If the language in the Findings becomes the law of the land, there will be no stopping the flood of common law nuisance suits. Any increment of emissions, no matter how small, will be deemed to cause or contribute to global warming and its harmful effects. And even if no harm can be proved, the risk of harm will count as actual injury.

Bottom line: Although EPA, initially, may only regulate entities emitting at least 25,000 tons of CO2-e per year, the Findings implicitly authorize litigation targeting vast numbers of small entities.

Section 705 Review and Program Recommendations: Setup for Moving Goal Posts
 
There’s a lot of mischief in this section, too. To begin with, Sec. 705 requires the EPA Administrator, every four years, to address “existing scientific information and reports, considering, to the greatest extent possible, the most recent assessment report of the Intergovernmental Panel on Climate Change, reports by the United States Global Change Research Program … ” This provision will turn EPA into an even more uncritical rubber stamp for the IPCC and USGCRP than it already is. More than ever, IPCC and USGCRP will write their reports to influence U.S. policy (i.e. they will be even more politicized) and their influence will increase. Cheer if you like agenda-driven science!
 
Sec. 705 also requires EPA to report on annual emissions and annual per-capita emissions by country. Not a word, though, about tracking emission intensity (greenhouse gas emissions per dollar of output) by country. In other words, the metrics have been selected to paint the United States in the worst possible light.
 
Also, as you’d expect, the Administrator is required to assess the impacts of climate change on everything under the Sun — populations, health, livelihoods, tribal culture, weather, fresh water, ecosystems, agriculture, etc. — but there is no requirement to assess the impacts of climate policy on anything. This despite a requirement that the Administrator use a “risk management framework.”
 
Similarly, the Administrator is supposed to assess the potential non-linear, abrupt, or essentially irreversible changes in the climate system but he is under no corresponding obligation to assess factors that might stabilize the climate and counteract the forcing effects of greenhouse gases.
 
Now here’s where it gets serious. The Administrator is also required to assess what terrible things won’t be prevented by limiting CO2 equivalent emissions to 450 ppm or global warming to 2°C (3.6°F) beyond pre-industrial temperatures. This sets up the Administrator to advocate 350 as the new 450. It specifically requires the Administrator to identify “alternative thresholds or targets that may more effectively limit the risks” of climate change.
 
Similarly, the Administrator must assess whether the Kerry-Boxer bill, taking into account international actions and commitments, is sufficient to limit GHG concentrations to 450 ppm and global warming to 2°C above pre-industrial temperatures, or whether ”other temperature or greenhouse gas thresholds identified” by the Administrator would be more protective.
 
So the U.S. Climate Action Partnership gang are naive if they think the Kerry-Boxer and Waxman-Markey emission reduction targets, once enacted, will be set in stone. These bills are just the framework for more aggressive emission reduction requirements to come. Regulatory certainty is an illusion.
 
Perhaps because some people just don’t trust EPA — imagine that! — Kerry-Boxer requires the National Academy of Science (NAS) to undertake a similar four-year review of climate science and policy. If the NAS concludes that the United States will not meet the Kerry-Boxer targets, or that 450 ppm and 2°C are not sufficiently protective, the President “shall” submit a plan to Congress identifying the domestic and international actions that will achieve the additional reductions. This language implicitly makes the president a handmaid of the National Academy. Once Jim Hansen and his NAS buddies decide that 350 is the new 450, the president “shall” submit a plan explaining how we get there.

Much of the debate on Kerry-Boxer and Waxman-Markey has centered on the bills’ emission reduction targets. Meeting those targets could destroy millions of jobs. The not-so-hidden fangs lurking in Sections 701 and 705 pose additional significant threats to the economy — and provide additional reasons to oppose such legislation.

Things to do:
1. Answer these questions about the Kerry-Boxer bill passage:
(a) What is the minimum yearly emissions level of entities that EPA may initially regulate?
(b) How often must the EPA Administrator address existing scientific information and reports under Sec. 705?
(c) If the National Academy of Science concludes that the United States will not meet the Kerry-Boxer targets, what must the President do?
2. According to the Kerry-Boxer bill passage, the Administrator must assess the impacts of climate change on many things. List each one it names.
3. In the Kerry-Boxer bill passage, why does the author say the Sec. 705 emissions metrics were selected to paint the United States in the worst possible light?

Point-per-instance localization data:
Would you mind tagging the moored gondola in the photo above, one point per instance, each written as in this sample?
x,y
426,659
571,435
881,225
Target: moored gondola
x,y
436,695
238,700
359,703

Problem solutions:
1.
(a) At least 25,000 tons of CO2-e per year.
(b) Every four years.
(c) Submit a plan to Congress identifying the domestic and international actions that will achieve the additional reductions.

2.
- Populations
- Health
- Livelihoods
- Tribal culture
- Weather
- Fresh water
- Ecosystems
- Agriculture

3. Sec. 705 requires EPA to report annual emissions and annual per-capita emissions by country. It says nothing about tracking emission intensity by country, meaning greenhouse gas emissions per dollar of output.